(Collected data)

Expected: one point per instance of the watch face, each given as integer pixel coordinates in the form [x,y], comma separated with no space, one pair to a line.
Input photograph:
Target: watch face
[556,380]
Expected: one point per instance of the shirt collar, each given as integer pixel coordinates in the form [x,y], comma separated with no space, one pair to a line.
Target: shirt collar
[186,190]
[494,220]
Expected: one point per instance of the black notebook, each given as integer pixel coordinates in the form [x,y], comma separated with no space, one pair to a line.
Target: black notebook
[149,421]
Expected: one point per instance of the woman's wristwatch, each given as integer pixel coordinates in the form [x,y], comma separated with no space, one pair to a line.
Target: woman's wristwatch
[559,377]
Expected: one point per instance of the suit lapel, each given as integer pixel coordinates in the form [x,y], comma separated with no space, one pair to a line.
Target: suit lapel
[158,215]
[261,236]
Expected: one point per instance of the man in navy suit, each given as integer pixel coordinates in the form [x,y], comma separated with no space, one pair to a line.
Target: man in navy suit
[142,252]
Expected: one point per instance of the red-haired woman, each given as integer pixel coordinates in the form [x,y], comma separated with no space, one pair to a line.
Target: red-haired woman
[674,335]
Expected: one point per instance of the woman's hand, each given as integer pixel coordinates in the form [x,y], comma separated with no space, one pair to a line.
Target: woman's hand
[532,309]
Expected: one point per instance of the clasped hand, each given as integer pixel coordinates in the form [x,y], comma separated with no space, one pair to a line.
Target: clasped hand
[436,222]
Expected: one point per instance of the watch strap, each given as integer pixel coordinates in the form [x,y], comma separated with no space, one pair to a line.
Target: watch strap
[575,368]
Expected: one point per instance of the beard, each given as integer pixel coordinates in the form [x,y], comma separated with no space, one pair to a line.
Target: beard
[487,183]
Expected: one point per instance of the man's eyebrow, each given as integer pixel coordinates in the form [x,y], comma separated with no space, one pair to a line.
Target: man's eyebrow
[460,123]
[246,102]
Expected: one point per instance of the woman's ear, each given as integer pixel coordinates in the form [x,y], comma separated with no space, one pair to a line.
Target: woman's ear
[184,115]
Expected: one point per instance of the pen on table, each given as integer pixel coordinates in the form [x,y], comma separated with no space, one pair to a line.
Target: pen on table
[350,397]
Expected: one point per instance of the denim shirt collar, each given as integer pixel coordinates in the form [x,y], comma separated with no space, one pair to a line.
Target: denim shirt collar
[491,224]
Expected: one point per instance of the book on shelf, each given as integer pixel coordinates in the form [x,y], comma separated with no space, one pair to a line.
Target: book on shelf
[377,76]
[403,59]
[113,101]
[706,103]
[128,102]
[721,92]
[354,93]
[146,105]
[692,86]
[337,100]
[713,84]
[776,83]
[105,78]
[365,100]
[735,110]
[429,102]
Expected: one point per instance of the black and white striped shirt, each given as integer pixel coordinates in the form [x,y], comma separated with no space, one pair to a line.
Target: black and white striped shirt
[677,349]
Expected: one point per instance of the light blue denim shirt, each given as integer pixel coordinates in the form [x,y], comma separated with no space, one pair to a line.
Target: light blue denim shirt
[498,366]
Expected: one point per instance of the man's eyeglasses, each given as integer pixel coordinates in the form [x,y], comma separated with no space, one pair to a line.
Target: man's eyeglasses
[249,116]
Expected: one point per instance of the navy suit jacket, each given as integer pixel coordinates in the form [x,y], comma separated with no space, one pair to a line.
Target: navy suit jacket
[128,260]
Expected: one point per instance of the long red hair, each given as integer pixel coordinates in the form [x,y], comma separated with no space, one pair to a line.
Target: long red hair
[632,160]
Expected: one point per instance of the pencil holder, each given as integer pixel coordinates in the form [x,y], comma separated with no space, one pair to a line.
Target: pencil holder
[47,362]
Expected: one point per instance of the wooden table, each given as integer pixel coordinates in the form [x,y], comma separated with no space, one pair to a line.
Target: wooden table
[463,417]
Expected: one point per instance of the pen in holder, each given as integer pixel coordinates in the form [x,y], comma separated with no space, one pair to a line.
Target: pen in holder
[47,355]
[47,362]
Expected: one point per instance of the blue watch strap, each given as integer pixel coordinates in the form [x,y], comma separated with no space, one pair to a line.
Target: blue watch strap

* PROBLEM TO WORK ON *
Reproduce each line verbatim.

* RESULT FOR THIS TASK *
Expected: one point per instance of the watch face, each given as integer pixel coordinates in the form [x,y], comma separated with no space, one pair to a line.
Input photograph:
Target: watch face
[556,380]
Expected: one point per instance of the shirt collar, each given as integer pixel coordinates in the form [x,y], comma separated with no space, one pair to a line.
Target: shirt collar
[186,190]
[494,220]
Expected: one point per instance of the black notebook, each given as integer pixel coordinates in the form [x,y], comma separated with no space, one pair to a line.
Target: black notebook
[149,421]
Expected: one point per instance of the woman's wristwatch, each given as integer pixel coordinates in the form [x,y], comma separated with no space, one pair to a line.
Target: woman's wristwatch
[559,377]
Expected: one point per instance of the suit lapel, each given as integer pixel coordinates in the form [x,y], comma separated with no space, one pair to a line.
Target: suit lapel
[158,215]
[261,236]
Expected: one point per instance of the man in navy suit, each given as integer pixel coordinates in the form [x,y], comma separated with no space, one pair to a line.
Target: man in navy suit
[142,252]
Expected: one point per instance of the red-haired woman, each given as integer pixel coordinates in the form [x,y], comma separated with no space, one pair to a line.
Target: red-haired woman
[674,335]
Expected: one point per instance of the woman's hand, each given as integer pixel coordinates in the form [x,y], comma separated with no space, one pair to a line.
Target: woman's hand
[532,309]
Expected: one point per instance of the clasped hand, each given as integer pixel coordinates in the form [x,y], comma separated with no space, one pair to a line.
Target: clasped hand
[436,222]
Expected: one point per instance of the watch strap, each given as integer pixel coordinates in the form [x,y], comma separated with no space, one pair to a line.
Target: watch strap
[575,368]
Expected: one point per instance of the beard, each given as integer pixel coordinates in the form [x,y], comma separated with no space, one pair to a line.
Target: beard
[487,183]
Expected: one point per instance of the man's eyebrow, each given as integer pixel coordinates in the form [x,y], comma separated with no space, one pair to a line.
Target: man's eyebrow
[460,123]
[246,102]
Expected: one point per instance of the woman's ear, each given as integer pixel coordinates in the form [x,y], comma separated with no space, one pair to a line.
Target: woman's ear
[184,115]
Expected: one point per instance of the pen on table, each given as integer pixel coordinates in the form [x,y], comma separated with no space, one pair to a line.
Target: pen on table
[350,397]
Expected: one point per instance of the denim shirt collar, each given as integer pixel coordinates in the form [x,y], comma separated with no space, one pair to a line.
Target: denim shirt collar
[491,224]
Expected: one point per instance of the book on shelf, each given as integer pixel coordinates in the form [x,y], comma separated with no space, one pair to a line.
Target: book on shelf
[377,76]
[403,59]
[113,101]
[706,103]
[128,102]
[721,92]
[354,93]
[146,105]
[692,86]
[337,100]
[713,84]
[776,83]
[105,78]
[365,100]
[735,110]
[429,102]
Expected: one point per instance of the black and white striped shirt, each given as integer pixel coordinates in the form [x,y], comma separated with no space, one pair to a line.
Target: black and white striped shirt
[677,349]
Expected: one point per instance of the light blue denim shirt, each given as integer pixel coordinates in the form [x,y], comma separated with no space, one pair to a line.
Target: light blue denim shirt
[498,366]
Expected: one point per instance of the man's eyeglasses, each given as integer pixel coordinates in the form [x,y], comma separated with no space, one pair to a line.
Target: man's eyeglasses
[249,116]
Expected: one point per instance of the navy suit jacket, each given as integer pixel coordinates in the form [x,y], comma separated with no space, one pair to a line.
Target: navy suit jacket
[128,260]
Expected: one point per instance of the long red hair, each given as integer pixel coordinates in the form [x,y], comma separated with no space, one pair to a line.
Target: long red hair
[632,160]
Expected: one point per instance of the pencil holder, each given as integer pixel coordinates in the form [x,y], comma separated with no space, one pair to a line.
Target: pencil holder
[47,362]
Expected: one point per instance of the wooden table, each given as integer pixel coordinates in the form [x,y], comma separated with no space, one pair to a line.
Target: wooden table
[463,417]
Expected: one point per instance of the pen in holder, each given as integer pixel coordinates in the form [x,y], comma separated with no space, one pair to a line.
Target: pen in holder
[47,355]
[47,362]
Expected: one point per instance of the blue watch strap, each given as integer pixel coordinates in the form [x,y], comma separated with no space, one pair to a line.
Target: blue watch strap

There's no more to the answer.